━━━ Record extracts ━━━

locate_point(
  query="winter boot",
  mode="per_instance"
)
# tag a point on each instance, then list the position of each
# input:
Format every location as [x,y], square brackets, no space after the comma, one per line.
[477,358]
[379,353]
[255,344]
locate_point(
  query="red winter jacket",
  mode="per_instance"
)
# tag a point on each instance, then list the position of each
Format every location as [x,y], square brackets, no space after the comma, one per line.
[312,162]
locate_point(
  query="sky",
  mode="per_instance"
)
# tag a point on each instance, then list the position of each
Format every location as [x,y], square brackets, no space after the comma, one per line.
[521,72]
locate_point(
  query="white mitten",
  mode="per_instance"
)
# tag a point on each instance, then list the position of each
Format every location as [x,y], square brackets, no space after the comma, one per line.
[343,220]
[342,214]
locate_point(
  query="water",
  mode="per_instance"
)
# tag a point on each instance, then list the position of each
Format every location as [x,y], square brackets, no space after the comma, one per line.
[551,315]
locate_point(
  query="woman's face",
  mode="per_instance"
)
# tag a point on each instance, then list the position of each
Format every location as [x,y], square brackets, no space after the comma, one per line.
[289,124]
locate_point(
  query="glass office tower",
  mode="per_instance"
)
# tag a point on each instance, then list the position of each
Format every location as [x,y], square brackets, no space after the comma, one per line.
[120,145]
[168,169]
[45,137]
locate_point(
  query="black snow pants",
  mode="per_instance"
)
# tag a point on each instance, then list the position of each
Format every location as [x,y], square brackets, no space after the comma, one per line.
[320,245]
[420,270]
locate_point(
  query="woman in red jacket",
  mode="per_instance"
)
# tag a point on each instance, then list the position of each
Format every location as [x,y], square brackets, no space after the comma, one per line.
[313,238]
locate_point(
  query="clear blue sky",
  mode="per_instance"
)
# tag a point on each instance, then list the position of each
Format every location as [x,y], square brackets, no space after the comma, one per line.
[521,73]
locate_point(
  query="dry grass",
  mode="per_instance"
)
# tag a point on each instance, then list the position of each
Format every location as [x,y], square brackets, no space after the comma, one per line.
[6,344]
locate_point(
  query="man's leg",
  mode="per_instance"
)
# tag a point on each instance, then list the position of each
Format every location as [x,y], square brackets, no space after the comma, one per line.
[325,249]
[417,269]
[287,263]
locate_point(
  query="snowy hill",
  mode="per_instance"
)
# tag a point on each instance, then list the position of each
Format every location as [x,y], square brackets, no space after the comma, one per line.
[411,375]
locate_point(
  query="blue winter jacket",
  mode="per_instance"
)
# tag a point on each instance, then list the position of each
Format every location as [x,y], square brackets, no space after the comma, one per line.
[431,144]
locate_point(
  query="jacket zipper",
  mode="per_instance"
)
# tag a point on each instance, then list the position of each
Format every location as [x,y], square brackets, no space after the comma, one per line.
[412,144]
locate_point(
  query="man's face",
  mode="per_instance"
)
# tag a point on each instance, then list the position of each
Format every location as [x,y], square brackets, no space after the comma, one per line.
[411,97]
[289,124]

━━━

What to work on: The whole listing above is to be output exactly.

Response to the exercise:
locate_point(
  query="winter boot",
  mode="per_instance"
)
# tag a point on each instance, then list the position of each
# input:
Format every location as [x,y], square brackets, no space after the comma, one per line.
[477,358]
[379,353]
[255,344]
locate_point(
  query="red winter jacket",
  mode="per_instance"
)
# tag a point on each instance, then list the position of each
Format every location as [x,y], square brackets, no space after the comma, one per line.
[312,162]
locate_point(
  query="sky",
  mode="per_instance"
)
# tag a point on each instance, then list the position of each
Format every location as [x,y], square brackets, no space after the comma, one per line.
[521,72]
locate_point(
  query="white mitten",
  mode="per_instance"
)
# tag a point on each instance, then list the position of each
Format every location as [x,y], square brackets, no space after the comma, one per line.
[343,220]
[342,214]
locate_point(
  query="water",
  mode="per_instance"
)
# tag a point on each instance, then list the position of each
Format every location as [x,y], square brackets, no space after the comma, one per line.
[551,315]
locate_point(
  query="woman's face",
  mode="per_instance"
)
# tag a point on each instance, then list the position of each
Format every location as [x,y], square brackets, no space after the comma, one per line.
[289,124]
locate_point(
  query="glass office tower",
  mode="per_instance"
)
# tag a point on each instance, then list the position of each
Format every location as [x,y], square brackets, no space after the comma, one per line.
[120,145]
[168,169]
[45,137]
locate_point(
  query="black snow pants",
  mode="per_instance"
)
# tag a point on each instance, then list the position of each
Format every location as [x,y], square brackets, no space after the comma, one per line.
[320,245]
[420,270]
locate_point(
  query="woman in red jacket",
  mode="per_instance"
)
# tag a point on each instance, then list the position of each
Format every location as [x,y], square brackets, no space after the comma, one per line.
[313,238]
locate_point(
  query="clear blue sky",
  mode="per_instance"
)
# tag a point on each instance, then list the position of each
Format every location as [x,y], square brackets, no space after the comma, one per line.
[521,73]
locate_point(
  query="dry grass",
  mode="per_instance"
)
# tag a point on each instance, then list the position of each
Format every location as [x,y], square brackets, no space after the comma, one per line.
[6,344]
locate_point(
  query="man's leg",
  mode="per_instance"
)
# tag a point on each instance, then list the position of each
Format every location as [x,y], square brackets, no space after the comma, one per line.
[325,249]
[417,269]
[287,263]
locate_point(
  query="snowy hill",
  mode="per_instance"
)
# tag a point on each instance, then list the position of each
Format every location as [x,y], square brackets, no space after the comma, one per line.
[411,375]
locate_point(
  query="blue winter jacket",
  mode="per_instance"
)
# tag a point on each instance, then list the position of each
Format every location as [x,y], square brackets, no space after the comma, one per line.
[431,144]
locate_point(
  query="jacket zipper",
  mode="per_instance"
)
# tag a point on each instance, then list the position of each
Format every location as [x,y], square brackets, no space after the comma, one per line.
[412,144]
locate_point(
  query="man's face",
  mode="per_instance"
)
# tag a point on each instance, then list the position of each
Format every location as [x,y], square brackets, no space after the comma, one per line.
[411,97]
[289,124]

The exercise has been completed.